## Aim of the exercise:
Select every line below that contains the word "white", and copy each of those lines in full.

## Dataset records:
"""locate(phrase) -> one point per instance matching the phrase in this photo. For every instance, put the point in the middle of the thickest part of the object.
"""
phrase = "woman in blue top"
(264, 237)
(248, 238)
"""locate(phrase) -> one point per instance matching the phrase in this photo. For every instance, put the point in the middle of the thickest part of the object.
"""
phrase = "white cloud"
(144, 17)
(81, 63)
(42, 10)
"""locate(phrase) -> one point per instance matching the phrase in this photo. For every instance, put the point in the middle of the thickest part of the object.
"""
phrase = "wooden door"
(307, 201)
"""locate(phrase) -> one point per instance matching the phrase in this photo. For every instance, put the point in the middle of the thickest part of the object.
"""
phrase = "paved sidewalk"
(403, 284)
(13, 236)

* * *

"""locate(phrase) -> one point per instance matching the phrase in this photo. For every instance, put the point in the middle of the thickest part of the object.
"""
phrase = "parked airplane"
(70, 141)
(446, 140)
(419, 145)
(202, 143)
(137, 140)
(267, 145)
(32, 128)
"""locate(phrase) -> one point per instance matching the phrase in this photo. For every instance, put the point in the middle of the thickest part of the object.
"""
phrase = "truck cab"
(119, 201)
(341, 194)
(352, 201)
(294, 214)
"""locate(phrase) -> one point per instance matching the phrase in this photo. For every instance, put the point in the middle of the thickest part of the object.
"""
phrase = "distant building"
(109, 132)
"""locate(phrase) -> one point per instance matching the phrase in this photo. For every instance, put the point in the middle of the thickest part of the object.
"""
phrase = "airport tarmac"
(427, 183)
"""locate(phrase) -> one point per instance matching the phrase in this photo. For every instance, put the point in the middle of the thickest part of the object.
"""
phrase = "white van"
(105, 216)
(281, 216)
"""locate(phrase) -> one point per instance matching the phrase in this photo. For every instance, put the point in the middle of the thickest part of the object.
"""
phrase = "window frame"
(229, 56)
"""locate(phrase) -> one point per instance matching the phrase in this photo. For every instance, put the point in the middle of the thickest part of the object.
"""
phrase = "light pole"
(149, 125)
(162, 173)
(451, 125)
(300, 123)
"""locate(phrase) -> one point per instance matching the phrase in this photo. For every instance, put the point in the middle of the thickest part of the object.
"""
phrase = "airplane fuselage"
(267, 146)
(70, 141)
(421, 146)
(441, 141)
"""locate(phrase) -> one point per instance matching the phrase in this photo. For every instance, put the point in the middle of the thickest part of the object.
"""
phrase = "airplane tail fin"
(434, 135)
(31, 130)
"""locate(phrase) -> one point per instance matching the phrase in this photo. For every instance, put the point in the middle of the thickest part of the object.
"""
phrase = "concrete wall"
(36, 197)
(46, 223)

...

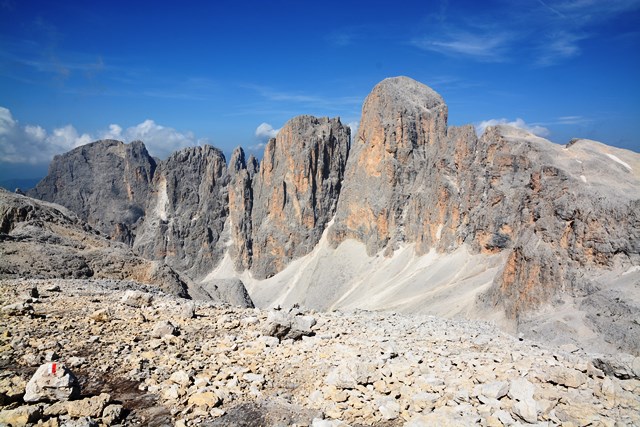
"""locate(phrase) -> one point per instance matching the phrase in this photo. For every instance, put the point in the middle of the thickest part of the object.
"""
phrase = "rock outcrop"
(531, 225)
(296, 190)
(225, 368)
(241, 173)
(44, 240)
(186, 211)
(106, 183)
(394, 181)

## Full output:
phrase = "white cloud"
phrase = "white van"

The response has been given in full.